• _EXTRACT TO READ_:
= Anastacia Ndhlovu =

Zimbabwean politician

Anastacia Ndhlovu is a Zimbabwean politician from the Zimbabwe African National Union – Patriotic Front (ZANU–PF). She was Deputy Minister of Tourism and Hospitality from 2016 to 2019. Ndhlovu served as liaison between the ministry and parliament as well as the ruling party overseeing Human resources and administration within the Ministry of Tourism and Hospitality industry. Ndhlovu began her political career in 2000 when she joined the ZANU-PF party at the Midlands State University where she has served on its Central Committee and Youth League as Secretary for External Relations. In 2004, she joined the Zimbabwe Revenue Authority (ZIMRA) based at their Head Office, where she developed the Human Resource, Industrial relations, and Human Capital Development policies for the Authority.

• _LIST OF TASKS_:
1. Sum up the piece on Anastacia Ndhlovu in two sentences.
2. Decide whether each statement agrees with the piece on Anastacia Ndhlovu: (a) She was Deputy Minister of Tourism and Hospitality from 2016 to 2019. (b) She began her political career in 2004. (c) She joined the Zimbabwe Revenue Authority at its Head Office. Answer yes or no for each, quoting the words that decide it.
3. Resume the piece on Anastacia Ndhlovu, starting after its last sentence.

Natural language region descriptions

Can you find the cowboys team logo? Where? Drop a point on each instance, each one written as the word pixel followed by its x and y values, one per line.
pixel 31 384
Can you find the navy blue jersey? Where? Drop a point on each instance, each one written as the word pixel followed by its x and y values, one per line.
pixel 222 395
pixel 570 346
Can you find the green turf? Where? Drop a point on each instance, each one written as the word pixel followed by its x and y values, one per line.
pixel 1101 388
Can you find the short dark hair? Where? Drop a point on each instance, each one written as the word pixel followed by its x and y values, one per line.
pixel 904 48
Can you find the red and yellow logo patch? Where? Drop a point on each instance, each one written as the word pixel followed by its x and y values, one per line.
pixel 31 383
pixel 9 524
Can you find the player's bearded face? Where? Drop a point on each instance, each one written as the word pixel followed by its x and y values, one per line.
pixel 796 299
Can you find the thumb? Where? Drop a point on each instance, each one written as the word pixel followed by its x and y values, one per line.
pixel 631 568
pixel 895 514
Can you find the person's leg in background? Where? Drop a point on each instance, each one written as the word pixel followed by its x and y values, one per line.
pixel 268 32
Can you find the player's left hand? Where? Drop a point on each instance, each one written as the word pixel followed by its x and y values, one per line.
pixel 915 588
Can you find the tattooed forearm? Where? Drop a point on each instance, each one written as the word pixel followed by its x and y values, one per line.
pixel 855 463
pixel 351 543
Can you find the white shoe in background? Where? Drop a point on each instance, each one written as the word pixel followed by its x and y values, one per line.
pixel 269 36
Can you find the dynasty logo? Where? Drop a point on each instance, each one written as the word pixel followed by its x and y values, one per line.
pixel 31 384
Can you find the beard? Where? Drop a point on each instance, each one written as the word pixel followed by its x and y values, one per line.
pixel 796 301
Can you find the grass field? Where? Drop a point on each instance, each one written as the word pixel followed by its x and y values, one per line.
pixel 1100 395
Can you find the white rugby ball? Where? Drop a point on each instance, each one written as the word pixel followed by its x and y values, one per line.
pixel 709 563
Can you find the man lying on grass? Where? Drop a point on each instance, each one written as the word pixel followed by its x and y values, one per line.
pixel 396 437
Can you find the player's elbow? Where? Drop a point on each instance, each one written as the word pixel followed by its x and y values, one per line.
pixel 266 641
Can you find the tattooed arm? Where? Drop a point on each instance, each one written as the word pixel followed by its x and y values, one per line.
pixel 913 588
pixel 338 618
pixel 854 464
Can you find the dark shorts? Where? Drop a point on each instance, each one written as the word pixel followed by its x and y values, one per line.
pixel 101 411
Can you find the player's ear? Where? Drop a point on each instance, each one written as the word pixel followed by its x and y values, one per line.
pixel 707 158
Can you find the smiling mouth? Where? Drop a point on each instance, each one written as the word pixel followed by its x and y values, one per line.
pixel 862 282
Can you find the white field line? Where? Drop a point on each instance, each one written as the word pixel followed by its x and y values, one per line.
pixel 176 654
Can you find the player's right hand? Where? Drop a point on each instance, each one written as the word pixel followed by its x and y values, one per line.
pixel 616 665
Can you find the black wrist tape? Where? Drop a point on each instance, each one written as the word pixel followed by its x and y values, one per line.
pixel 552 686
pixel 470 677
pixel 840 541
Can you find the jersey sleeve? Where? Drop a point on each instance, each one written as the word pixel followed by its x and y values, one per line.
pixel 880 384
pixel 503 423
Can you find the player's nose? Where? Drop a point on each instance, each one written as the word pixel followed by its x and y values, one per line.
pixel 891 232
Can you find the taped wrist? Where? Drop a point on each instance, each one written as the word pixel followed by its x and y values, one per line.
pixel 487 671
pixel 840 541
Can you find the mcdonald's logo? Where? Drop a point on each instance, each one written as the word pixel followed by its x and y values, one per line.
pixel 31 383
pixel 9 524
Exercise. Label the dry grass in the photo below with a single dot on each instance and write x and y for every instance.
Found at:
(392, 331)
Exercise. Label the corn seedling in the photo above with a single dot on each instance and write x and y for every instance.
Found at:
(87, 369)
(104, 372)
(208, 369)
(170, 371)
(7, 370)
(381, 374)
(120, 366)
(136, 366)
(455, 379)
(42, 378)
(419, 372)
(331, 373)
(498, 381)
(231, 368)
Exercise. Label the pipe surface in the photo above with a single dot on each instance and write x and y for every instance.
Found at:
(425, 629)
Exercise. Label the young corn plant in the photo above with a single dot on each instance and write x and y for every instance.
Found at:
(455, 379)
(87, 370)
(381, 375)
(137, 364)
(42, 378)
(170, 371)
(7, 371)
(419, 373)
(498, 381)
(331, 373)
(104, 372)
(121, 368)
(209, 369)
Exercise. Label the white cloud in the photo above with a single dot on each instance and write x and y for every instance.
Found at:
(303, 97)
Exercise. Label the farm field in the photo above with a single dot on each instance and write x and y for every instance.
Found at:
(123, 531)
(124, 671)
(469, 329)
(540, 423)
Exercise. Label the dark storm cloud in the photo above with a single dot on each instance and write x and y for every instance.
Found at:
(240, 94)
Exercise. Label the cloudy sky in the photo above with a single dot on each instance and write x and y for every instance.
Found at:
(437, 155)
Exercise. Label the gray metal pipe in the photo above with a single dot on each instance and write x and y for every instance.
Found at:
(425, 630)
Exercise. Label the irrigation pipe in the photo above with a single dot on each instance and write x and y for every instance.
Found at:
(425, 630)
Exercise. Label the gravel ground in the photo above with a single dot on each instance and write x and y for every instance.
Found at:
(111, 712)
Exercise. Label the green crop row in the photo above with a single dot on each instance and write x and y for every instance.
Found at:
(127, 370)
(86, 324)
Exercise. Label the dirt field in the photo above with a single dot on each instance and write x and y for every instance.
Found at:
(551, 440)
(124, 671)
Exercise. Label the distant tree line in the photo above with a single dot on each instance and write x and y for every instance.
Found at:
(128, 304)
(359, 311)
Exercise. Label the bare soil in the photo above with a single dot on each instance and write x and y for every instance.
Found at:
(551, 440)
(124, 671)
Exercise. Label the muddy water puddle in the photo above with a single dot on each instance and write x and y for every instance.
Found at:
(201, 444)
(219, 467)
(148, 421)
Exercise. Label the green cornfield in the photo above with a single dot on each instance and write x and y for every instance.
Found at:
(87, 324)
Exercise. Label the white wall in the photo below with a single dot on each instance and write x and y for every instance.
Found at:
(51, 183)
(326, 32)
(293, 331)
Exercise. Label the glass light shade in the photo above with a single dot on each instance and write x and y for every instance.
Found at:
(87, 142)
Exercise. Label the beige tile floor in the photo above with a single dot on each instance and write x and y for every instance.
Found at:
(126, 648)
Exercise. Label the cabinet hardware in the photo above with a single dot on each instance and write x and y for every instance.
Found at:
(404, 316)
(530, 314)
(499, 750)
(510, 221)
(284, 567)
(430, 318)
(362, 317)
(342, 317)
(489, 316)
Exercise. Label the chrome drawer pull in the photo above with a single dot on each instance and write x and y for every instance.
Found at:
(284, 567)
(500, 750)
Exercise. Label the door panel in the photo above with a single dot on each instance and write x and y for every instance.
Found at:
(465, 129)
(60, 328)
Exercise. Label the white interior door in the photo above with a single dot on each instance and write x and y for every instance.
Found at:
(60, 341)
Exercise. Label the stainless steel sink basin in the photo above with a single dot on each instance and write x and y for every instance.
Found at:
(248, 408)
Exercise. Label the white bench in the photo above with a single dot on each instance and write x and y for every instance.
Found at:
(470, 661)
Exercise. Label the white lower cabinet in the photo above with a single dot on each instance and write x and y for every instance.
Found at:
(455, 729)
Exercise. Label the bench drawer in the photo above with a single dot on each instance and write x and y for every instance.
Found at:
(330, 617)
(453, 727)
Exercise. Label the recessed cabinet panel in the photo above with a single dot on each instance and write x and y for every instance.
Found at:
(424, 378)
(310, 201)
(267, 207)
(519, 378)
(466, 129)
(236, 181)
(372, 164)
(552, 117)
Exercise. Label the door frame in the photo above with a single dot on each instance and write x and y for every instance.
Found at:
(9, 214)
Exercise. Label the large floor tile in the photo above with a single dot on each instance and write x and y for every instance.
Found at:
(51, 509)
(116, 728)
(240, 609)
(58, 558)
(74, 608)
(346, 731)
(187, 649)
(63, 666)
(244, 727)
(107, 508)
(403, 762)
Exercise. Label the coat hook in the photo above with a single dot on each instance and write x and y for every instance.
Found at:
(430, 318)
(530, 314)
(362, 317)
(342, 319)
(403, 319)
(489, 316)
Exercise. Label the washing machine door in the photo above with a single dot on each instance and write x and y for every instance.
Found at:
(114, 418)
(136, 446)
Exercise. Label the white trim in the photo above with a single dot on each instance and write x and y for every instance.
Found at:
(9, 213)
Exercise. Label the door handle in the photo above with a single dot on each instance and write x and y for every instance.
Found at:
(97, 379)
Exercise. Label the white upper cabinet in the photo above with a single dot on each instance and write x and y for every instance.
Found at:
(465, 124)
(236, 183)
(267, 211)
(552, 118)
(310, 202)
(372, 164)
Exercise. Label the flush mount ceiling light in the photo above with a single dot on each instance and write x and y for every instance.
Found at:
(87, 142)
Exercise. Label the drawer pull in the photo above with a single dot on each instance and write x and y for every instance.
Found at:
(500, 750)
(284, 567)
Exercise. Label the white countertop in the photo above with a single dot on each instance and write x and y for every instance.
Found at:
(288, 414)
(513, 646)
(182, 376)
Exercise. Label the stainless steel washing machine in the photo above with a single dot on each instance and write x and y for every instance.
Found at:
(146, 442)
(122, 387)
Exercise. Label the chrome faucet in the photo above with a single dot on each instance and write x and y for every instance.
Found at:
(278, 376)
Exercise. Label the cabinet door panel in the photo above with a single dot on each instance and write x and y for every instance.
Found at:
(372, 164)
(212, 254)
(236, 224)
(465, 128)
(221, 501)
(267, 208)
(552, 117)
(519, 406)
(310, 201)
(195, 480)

• _RESPONSES TO THE TASKS_:
1. Anastacia Ndhlovu is a Zimbabwean ZANU–PF politician who was Deputy Minister of Tourism and Hospitality from 2016 to 2019. She began her political career in 2000 by joining ZANU-PF at Midlands State University, and in 2004 she joined the Zimbabwe Revenue Authority, where she developed its human resource, industrial relations and human capital development policies.

2.
(a) Yes: "She was Deputy Minister of Tourism and Hospitality from 2016 to 2019."
(b) No: "Ndhlovu began her political career in 2000"
(c) Yes: "In 2004, she joined the Zimbabwe Revenue Authority (ZIMRA) based at their Head Office"

3.
She was a member of the Generation 40 faction.

== Education ==
She holds academic degrees from Midlands State University in Gweru, Zimbabwe (Bachelor of Science – Human Resource Management) and the Women’s University in Africa located in Harare, Zimbabwe (Master of Science in Development Studies).

Additional certifications include a qualification as DACUUM facilitator & SAP Super User for Human Resources. Ndhlovu also holds a certificate in labor relations from the Institute of personnel management in Zimbabwe.